- **Texte de la page**

Hercule de Saint-Aignan, sieur du Marais, rompu vif sur une croix sur la roue à Rochefort-sur-Loire en juillet 1562

  • Hercule, aliàs Jacques de Saint-Aignan, aliàs capitaine Desmarais
  • Saint-Aignan tient sa terre du Marais en Faveraie de son ascendance d’Aubigné.
    Selon C. Port, Dict. du Maine-et-Loire, 1876, article le Marais, Jean d’Aubigné, mari de Jeanne Prévosté, est seigneur des Marais en Faveraie en 1393. Puis, le fief et seigneurie du Marais passe à Olivier de Saint-Aignan par alliance avec Jeanne d’Aubigné, vers 1547. En 1526, il est à Guillaume de Saint-Aignan, père du fameux Jacques de Saint-Aignan.

  • Saint-Aignan, in C. Port, Dict. du Maine-et-Loire, t. 3, p. 329
  • Il se signala dès les premiers troubles civils, comme un des chefs les plus entreprenants des protestants d’Anjon. Il était du coup de main, qui leur livra pour quelques jours Angers, le 22 avril 1562. Dans la nuit du mardi au mercredi 30 du même mois, il surprit le château des Ponts-de-Cé et désarma les habitants de la ville, mais il n’en fut pas moins expulsé de vive force et se rejeta sur Rochefort-sur-Loire, où il s’établit dans le château, malgré l’occupation d’Angers par les catholiques. De là il tenait les champs, courait sus aux moins et poussait jusqu’aux portes de la ville.
    Le 15 mai le duc de Montpensier sortit avec 200 hommes et du canon pour l’en débusquer. Une tentative d’escalade ayant été rudement repoussée, il fallut entreprendre le siège en règle. Le 21 mai une capitulation fut acceptée, qui garantissait à Saint-Aignan et à huit des siens vie sauve et libre sortie « avec épée et poignard, arquebuse sur l’épaule et morion en tête », à charge de rendre sous quatre jours la place. Son fils, âgé de 4 ans, fut livré en otage, et decendu dansun panier par une corde, avec défenses terribles à l’enfant de jamais n’entendre la messe.
    Saint-Aignan, averti sans doute de quelque piège, au jour venu de partir, refusa net et se fortifia.

- **Consigne de travail**
Recopiez, s’il vous plaît, le passage du texte de la page qui commence par « Selon C. Port, Dict. » et se poursuit jusqu’à « Jacques de Saint-Aignan. ». Remplacez-y « Olivier » par « Pierre ». La liste qui suit provient d’une autre source que le texte de la page.

(Éléments du jeu de données)
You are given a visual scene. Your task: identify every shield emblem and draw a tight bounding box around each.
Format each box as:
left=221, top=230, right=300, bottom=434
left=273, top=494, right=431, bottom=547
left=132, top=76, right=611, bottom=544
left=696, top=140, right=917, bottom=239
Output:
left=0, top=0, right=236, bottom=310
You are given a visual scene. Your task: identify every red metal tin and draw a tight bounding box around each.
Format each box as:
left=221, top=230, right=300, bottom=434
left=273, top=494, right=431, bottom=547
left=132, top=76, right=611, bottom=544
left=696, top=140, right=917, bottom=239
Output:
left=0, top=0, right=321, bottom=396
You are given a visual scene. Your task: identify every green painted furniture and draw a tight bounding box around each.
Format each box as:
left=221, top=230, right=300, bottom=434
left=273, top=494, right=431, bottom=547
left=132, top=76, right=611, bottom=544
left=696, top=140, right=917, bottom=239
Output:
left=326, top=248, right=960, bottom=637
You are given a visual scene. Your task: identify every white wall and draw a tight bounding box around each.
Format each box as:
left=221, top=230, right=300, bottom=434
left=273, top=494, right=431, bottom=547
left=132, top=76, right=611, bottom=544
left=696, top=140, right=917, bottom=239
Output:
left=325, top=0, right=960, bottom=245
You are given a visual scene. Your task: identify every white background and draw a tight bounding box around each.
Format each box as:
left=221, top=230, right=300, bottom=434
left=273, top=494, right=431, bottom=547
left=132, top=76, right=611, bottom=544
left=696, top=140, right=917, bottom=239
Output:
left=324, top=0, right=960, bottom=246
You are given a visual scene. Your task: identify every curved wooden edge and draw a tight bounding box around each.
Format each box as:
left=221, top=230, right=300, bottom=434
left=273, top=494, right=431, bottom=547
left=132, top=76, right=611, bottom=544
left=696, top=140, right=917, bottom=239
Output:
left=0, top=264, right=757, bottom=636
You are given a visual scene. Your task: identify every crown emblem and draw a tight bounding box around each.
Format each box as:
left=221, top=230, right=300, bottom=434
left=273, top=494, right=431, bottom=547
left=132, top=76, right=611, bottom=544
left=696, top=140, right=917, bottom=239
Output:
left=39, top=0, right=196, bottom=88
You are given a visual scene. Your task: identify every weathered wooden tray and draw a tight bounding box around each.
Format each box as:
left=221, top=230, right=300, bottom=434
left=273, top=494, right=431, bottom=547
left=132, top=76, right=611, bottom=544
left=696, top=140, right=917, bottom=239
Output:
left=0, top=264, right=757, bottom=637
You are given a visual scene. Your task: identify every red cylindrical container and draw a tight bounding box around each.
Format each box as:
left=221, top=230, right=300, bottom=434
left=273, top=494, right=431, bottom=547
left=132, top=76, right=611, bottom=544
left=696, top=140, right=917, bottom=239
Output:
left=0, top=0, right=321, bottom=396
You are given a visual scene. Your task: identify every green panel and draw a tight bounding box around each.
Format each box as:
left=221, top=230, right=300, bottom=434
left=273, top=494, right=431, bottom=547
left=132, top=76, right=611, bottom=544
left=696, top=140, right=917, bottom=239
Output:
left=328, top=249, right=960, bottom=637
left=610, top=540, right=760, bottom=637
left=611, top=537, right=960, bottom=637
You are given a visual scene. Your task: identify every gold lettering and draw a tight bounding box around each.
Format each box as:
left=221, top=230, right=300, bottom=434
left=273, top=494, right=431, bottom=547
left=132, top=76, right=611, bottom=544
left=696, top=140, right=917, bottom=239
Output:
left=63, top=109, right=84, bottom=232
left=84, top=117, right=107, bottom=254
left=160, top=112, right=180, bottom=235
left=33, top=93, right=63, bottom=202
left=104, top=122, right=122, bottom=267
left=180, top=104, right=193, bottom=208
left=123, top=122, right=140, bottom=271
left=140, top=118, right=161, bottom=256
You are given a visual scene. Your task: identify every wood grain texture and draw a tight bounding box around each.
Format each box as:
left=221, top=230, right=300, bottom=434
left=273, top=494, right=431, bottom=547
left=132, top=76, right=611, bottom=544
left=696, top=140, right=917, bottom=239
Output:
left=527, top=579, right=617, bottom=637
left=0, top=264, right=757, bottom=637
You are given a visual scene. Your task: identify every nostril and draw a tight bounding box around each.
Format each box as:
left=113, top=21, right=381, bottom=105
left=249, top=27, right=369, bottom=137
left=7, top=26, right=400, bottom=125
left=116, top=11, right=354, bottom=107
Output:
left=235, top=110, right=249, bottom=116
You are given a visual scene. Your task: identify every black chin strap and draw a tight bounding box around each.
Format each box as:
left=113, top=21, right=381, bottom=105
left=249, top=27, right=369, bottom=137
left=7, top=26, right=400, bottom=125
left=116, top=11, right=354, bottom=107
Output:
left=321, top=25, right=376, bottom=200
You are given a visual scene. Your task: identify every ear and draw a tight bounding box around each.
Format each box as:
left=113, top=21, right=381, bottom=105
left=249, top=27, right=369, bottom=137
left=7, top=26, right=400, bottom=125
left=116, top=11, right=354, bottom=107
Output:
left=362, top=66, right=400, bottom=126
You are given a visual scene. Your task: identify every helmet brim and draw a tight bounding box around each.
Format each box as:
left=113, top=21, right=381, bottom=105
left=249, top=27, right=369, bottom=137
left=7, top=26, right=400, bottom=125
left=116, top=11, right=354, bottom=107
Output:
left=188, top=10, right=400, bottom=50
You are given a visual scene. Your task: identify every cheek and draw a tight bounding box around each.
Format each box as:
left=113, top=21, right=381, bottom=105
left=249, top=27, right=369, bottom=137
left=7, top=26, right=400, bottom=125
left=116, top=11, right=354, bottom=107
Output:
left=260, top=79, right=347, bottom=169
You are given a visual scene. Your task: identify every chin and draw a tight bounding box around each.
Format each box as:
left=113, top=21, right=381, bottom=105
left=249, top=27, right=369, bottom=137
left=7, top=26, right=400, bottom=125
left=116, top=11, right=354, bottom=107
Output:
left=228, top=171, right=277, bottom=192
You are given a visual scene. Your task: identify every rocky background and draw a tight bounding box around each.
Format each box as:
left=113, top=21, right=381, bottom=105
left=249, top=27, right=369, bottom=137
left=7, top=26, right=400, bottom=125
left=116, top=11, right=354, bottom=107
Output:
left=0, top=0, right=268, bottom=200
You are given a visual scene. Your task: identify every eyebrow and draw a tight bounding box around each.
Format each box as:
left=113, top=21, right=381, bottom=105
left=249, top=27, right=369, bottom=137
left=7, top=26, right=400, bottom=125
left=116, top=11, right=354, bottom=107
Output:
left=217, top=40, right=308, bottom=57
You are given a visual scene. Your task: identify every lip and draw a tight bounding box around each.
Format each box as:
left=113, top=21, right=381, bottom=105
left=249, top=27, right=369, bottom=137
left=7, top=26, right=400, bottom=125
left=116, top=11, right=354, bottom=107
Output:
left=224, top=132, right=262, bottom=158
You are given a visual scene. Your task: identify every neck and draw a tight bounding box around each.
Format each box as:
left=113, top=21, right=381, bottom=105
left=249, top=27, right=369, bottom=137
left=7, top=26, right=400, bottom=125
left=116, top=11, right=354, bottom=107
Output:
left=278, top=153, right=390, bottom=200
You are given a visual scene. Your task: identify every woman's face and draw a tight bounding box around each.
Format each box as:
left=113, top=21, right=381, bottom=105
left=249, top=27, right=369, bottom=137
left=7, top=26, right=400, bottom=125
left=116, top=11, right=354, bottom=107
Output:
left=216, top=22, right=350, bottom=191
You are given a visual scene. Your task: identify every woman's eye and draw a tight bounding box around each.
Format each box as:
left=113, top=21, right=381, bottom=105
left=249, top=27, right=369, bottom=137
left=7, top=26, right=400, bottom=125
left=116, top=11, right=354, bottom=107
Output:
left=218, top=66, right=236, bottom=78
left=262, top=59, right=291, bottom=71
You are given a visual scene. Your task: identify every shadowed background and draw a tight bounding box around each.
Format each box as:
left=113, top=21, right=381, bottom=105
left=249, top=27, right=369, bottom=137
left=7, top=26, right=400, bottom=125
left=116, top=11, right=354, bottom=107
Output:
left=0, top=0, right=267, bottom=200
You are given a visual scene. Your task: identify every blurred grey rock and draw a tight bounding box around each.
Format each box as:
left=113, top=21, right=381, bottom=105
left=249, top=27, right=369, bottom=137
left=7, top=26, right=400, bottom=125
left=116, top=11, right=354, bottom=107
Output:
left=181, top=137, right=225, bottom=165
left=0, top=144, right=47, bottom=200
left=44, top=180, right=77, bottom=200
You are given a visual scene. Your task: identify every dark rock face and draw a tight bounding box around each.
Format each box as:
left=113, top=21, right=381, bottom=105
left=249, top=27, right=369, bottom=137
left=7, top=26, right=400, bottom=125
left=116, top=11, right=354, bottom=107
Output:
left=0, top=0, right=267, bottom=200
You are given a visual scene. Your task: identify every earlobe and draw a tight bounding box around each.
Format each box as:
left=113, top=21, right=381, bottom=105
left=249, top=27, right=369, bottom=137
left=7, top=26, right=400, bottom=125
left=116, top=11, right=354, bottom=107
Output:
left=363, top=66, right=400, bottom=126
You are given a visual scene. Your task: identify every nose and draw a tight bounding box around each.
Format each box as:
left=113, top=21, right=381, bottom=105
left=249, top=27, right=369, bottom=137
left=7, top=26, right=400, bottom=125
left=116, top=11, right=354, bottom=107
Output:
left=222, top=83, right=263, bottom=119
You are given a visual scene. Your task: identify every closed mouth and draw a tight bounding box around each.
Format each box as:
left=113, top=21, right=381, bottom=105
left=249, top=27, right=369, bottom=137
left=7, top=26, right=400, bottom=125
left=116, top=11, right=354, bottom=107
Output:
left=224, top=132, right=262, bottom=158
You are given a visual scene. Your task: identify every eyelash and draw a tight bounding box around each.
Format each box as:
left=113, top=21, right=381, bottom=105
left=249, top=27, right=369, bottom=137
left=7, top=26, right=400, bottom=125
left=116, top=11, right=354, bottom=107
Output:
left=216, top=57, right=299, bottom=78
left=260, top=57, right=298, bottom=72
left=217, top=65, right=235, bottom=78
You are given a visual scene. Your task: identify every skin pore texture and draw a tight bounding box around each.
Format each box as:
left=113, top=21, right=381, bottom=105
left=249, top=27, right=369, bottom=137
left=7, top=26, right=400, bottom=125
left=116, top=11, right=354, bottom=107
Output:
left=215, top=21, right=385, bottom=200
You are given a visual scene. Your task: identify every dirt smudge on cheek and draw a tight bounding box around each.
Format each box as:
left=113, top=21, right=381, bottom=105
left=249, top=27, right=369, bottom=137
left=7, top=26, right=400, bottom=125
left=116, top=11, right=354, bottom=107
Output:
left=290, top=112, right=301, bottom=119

- **Réponse**
Selon C. Port, Dict. du Maine-et-Loire, 1876, article le Marais, Jean d’Aubigné, mari de Jeanne Prévosté, est seigneur des Marais en Faveraie en 1393. Puis, le fief et seigneurie du Marais passe à Pierre de Saint-Aignan par alliance avec Jeanne d’Aubigné, vers 1547. En 1526, il est à Guillaume de Saint-Aignan, père du fameux Jacques de Saint-Aignan.